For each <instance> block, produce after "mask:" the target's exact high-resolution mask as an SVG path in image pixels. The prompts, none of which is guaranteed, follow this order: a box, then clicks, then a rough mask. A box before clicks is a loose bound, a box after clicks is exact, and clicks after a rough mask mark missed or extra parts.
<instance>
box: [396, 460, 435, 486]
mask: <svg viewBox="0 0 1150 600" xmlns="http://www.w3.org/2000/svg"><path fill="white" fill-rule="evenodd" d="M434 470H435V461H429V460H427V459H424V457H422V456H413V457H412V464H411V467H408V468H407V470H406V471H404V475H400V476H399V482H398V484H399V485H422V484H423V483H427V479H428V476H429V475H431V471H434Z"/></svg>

==

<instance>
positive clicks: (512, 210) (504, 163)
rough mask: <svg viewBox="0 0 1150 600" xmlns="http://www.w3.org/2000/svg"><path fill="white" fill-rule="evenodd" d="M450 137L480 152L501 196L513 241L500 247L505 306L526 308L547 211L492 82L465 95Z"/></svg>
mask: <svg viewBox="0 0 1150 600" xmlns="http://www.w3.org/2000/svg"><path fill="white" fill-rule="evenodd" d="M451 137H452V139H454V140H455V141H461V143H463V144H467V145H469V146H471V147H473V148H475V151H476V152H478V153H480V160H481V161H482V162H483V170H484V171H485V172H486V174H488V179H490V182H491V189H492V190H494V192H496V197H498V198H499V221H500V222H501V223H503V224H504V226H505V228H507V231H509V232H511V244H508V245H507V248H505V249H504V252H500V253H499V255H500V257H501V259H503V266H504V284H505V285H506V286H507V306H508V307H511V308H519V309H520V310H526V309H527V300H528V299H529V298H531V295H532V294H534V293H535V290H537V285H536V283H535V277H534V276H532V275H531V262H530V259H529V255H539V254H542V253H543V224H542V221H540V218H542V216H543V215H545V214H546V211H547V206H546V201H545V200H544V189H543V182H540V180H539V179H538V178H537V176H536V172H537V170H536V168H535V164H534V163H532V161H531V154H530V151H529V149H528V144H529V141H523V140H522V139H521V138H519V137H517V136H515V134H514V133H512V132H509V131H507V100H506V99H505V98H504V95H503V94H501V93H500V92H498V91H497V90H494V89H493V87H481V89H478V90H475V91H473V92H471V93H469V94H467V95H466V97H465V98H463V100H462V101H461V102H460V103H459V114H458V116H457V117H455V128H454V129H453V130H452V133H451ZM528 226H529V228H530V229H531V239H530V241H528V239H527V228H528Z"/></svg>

...

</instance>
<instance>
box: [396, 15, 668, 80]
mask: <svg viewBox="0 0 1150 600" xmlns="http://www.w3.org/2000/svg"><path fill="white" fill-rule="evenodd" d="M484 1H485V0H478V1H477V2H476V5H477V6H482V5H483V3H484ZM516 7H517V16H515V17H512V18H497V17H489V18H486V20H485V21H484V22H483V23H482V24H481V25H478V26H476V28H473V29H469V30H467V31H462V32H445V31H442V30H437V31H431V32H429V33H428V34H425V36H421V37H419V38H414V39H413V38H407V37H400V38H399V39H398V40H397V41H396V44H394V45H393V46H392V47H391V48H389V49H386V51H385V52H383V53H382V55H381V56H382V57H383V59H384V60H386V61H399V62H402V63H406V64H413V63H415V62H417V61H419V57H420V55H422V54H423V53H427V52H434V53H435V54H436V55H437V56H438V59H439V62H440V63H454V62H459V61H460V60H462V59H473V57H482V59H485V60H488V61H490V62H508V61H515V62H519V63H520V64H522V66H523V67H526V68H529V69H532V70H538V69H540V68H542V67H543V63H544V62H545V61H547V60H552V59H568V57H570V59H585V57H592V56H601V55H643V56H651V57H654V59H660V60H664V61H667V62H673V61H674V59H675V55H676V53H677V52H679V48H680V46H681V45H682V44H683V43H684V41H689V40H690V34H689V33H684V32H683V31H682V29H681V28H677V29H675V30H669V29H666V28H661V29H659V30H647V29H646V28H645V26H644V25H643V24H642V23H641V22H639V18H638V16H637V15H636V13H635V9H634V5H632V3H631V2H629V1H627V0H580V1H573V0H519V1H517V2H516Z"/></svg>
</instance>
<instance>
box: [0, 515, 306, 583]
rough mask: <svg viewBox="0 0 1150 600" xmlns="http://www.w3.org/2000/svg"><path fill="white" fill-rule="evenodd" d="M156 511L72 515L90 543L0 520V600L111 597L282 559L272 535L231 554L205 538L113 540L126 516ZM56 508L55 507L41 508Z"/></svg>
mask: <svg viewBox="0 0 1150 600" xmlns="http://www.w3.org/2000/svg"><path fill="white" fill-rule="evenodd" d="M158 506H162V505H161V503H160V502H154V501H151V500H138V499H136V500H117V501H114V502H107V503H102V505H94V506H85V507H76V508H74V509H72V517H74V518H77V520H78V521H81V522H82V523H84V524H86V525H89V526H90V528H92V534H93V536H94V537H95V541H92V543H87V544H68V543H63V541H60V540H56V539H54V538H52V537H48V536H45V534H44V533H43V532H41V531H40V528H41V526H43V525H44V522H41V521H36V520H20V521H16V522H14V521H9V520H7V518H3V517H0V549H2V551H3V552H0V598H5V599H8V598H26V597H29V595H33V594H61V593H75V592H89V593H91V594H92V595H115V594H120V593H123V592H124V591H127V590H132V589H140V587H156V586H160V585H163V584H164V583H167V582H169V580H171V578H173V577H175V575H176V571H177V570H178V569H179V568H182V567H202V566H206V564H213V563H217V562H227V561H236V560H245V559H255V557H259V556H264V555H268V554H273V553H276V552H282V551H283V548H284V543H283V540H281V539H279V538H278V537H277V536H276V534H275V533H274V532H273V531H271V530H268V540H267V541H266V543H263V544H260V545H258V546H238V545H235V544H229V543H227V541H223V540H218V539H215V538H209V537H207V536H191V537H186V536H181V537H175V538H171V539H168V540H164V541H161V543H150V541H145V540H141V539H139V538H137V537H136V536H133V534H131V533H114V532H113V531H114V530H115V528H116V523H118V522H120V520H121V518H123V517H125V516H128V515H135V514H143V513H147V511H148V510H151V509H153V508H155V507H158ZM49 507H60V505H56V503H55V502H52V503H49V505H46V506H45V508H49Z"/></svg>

*Task requirements*: Read the listing. Report every line that includes the word "clicks".

*Answer space*:
For each <instance> block, produce after "mask:" the target's exact high-resolution mask as an SVG path in image pixels. The prompts, none of which is guaranteed, follow this order: a box, then clicks, then a rough mask. A box before clicks is a loose bound, a box after clicks is exact, and clicks after a rough mask mark missed or extra parts.
positive clicks: (512, 210) (504, 163)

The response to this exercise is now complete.